>>

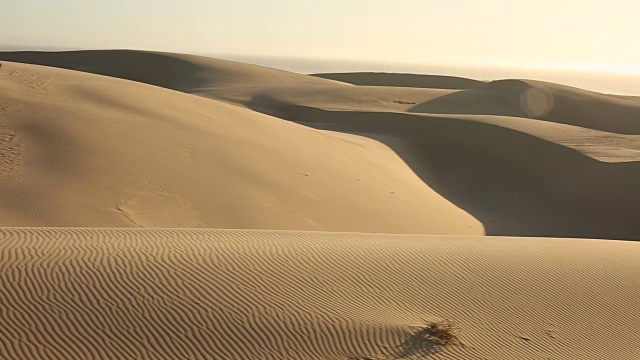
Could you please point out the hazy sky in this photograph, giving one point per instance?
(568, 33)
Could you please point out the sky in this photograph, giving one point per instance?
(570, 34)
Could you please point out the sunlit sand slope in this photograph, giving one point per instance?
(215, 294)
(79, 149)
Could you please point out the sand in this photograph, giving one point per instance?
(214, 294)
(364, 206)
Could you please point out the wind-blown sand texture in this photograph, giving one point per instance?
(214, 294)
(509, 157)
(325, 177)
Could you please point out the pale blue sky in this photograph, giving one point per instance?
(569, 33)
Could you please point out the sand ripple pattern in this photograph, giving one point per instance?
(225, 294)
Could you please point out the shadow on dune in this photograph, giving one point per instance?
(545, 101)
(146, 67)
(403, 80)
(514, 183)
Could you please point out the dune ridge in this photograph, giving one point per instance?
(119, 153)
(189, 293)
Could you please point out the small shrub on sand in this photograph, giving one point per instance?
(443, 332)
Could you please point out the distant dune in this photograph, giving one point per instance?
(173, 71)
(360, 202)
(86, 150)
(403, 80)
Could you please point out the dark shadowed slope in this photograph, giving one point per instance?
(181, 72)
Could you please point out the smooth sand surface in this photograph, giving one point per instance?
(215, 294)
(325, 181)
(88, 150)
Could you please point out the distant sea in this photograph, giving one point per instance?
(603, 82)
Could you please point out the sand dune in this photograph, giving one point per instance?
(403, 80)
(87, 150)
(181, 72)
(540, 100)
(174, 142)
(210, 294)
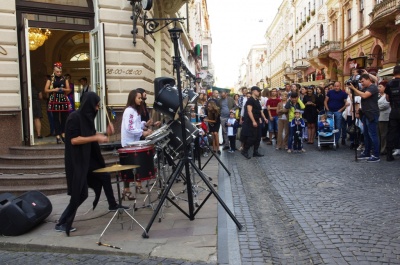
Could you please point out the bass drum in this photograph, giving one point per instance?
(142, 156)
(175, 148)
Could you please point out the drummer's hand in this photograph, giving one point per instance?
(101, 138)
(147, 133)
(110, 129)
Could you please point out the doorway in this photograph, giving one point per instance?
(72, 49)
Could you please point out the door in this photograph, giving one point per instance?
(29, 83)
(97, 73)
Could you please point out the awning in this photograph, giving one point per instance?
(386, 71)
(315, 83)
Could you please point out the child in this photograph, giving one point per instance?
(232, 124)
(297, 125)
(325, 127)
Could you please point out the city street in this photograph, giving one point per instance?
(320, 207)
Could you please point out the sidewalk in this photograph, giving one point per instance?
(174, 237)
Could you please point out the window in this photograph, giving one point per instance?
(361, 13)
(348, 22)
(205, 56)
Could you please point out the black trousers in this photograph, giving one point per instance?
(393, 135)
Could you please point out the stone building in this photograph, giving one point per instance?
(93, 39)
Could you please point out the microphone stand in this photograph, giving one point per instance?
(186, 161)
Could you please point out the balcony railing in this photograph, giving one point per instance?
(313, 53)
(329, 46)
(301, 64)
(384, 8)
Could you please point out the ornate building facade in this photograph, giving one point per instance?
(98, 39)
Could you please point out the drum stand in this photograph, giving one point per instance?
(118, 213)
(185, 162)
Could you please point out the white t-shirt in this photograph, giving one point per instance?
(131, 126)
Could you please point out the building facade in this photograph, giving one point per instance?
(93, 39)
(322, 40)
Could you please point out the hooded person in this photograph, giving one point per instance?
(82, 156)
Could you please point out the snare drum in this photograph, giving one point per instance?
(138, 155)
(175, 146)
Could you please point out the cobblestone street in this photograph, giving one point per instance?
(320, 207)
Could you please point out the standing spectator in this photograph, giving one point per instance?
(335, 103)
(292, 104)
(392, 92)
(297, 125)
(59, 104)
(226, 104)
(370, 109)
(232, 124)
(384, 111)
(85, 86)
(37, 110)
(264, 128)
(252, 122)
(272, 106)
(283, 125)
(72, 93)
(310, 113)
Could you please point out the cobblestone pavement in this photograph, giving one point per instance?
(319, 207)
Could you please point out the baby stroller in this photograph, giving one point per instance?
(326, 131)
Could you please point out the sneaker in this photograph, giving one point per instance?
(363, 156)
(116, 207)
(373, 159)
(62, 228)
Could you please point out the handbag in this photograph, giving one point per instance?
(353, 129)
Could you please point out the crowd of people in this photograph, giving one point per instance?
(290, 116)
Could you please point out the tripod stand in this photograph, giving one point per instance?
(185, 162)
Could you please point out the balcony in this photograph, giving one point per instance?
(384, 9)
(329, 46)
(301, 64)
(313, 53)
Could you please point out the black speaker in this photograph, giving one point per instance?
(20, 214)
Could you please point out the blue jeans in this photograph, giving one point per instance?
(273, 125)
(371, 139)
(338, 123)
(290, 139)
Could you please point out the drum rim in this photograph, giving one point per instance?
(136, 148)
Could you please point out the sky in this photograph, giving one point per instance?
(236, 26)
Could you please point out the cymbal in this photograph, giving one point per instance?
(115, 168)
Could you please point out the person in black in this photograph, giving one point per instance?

<<

- TEXTAUFGABE: Aktualisiere alle Zeilen oben, indem du jedes „photograph“ durch „image“ ersetzt und alles andere unverändert lässt. Lass die Bilder in deiner Antwort weg.

- LÖSUNG ZUR AUFGABE:
Could you please point out the hazy sky in this image, giving one point per instance?
(568, 33)
Could you please point out the sky in this image, giving one point per instance?
(570, 34)
Could you please point out the sunlit sand slope in this image, giving one point per instance?
(215, 294)
(79, 149)
Could you please point out the sand in this image, giving one point per instance?
(214, 294)
(364, 206)
Could you please point out the wind-blown sand texture in this image, giving one point per instance?
(214, 294)
(509, 157)
(325, 177)
Could you please point out the pale blue sky in this image, giving one point per instance?
(569, 33)
Could you please point out the sand ripple pattern in this image, giving one point per instance?
(225, 294)
Could you please point out the shadow on dune in this image, giving one point per instance?
(545, 101)
(146, 67)
(403, 80)
(514, 183)
Could you please point out the dune ridge in this image, giving one point per instance?
(119, 153)
(189, 293)
Could you please point out the small shrub on sand in this image, giving one point per instance?
(443, 332)
Could you please point out the distant dune in this image, giving one point per instance?
(173, 71)
(360, 202)
(86, 150)
(403, 80)
Could you please point out the dark shadowed slope in this image, giving one point per instance?
(181, 72)
Could you please point out the smooth sand surface in this image, giving one point per instance?
(215, 294)
(325, 181)
(88, 150)
Could you please point out the distant sea in this image, giving one point per instance?
(603, 82)
Could you please point out the sand dune in this image, giving one point per instance?
(403, 80)
(87, 150)
(181, 72)
(540, 100)
(174, 142)
(210, 294)
Could you please point out the bass drum in this image, giving one point per instance?
(142, 156)
(175, 148)
Could you please point out the drummer's hand in this image, giving one point per instance?
(101, 138)
(147, 133)
(110, 129)
Could you please point out the doorway in this image, giving one point per instance?
(72, 49)
Could you please point out the door in this image, giving one point per instance?
(29, 83)
(97, 73)
Could you please point out the awning in this image, giving one point per instance?
(386, 71)
(315, 83)
Could you please point out the child in this image, giving one point per instance?
(232, 124)
(297, 125)
(325, 127)
Could you please point out the city street in this image, giving one point per instance?
(320, 207)
Could you please point out the sidewalk in this image, giving one point per instance?
(174, 237)
Could you please point out the window in this image, giving one point per instance?
(361, 13)
(348, 22)
(205, 56)
Could you please point out the black trousers in this image, giving one point per instance?
(393, 135)
Could you please point out the stone building in this image, giving one point per instance?
(93, 39)
Could you please point out the microphone stand in this image, giving one point per instance?
(186, 161)
Could you please point out the balcony railing in this image, giving one point per instance?
(313, 53)
(329, 46)
(301, 64)
(384, 8)
Could you please point out the ornate building facade in this image, giving one point per instance?
(98, 39)
Could you please point out the drum stand in this image, giving one point per instance?
(118, 213)
(185, 162)
Could you please point out the white t-shirt in this image, giving one point per instance?
(131, 126)
Could you please point out the building facade in this image, giving one point per instance?
(93, 39)
(322, 40)
Could you please point out the hooded person in this image, giving one point per instance?
(82, 156)
Could you please point out the snare drum in this image, giving one point per instance?
(138, 155)
(175, 146)
Could you please point out the cobblestone street in this image, giving one point per instance?
(320, 207)
Could you please point out the standing spectator in this image, giving one point per instance?
(335, 103)
(292, 104)
(392, 92)
(297, 125)
(59, 104)
(226, 104)
(370, 109)
(232, 124)
(384, 111)
(85, 86)
(37, 110)
(264, 128)
(252, 122)
(272, 106)
(283, 125)
(72, 93)
(310, 113)
Could you please point out the cobblestone pavement in this image, giving one point per instance?
(319, 207)
Could you please point out the baby stroller in this image, giving one point per instance?
(326, 131)
Could you please point out the sneaker in this image, giving one point per instance?
(363, 156)
(116, 207)
(373, 159)
(62, 228)
Could you please point out the handbag in this image, giving one point per instance?
(353, 129)
Could you please point out the crowd of people in this image, giving one point per instance?
(290, 116)
Could you please point out the tripod stand in this image, giving one point per instance?
(185, 162)
Could you please point out the balcony in this image, giving one point per instance?
(384, 9)
(329, 46)
(301, 64)
(313, 53)
Could you please point out the black speaker in this image, giving one point per instance?
(20, 214)
Could you please point out the blue jeans in this image, giving one point per instance?
(273, 125)
(371, 139)
(338, 123)
(290, 139)
Could you please point out the drum rim in this image, giving one point per instance?
(136, 148)
Could you please point out the sky in this image, giving one point per instance?
(236, 26)
Could you please point out the cymbal in this image, giving one point per instance?
(115, 168)
Could you please point out the person in black in this image, giving one point per instance?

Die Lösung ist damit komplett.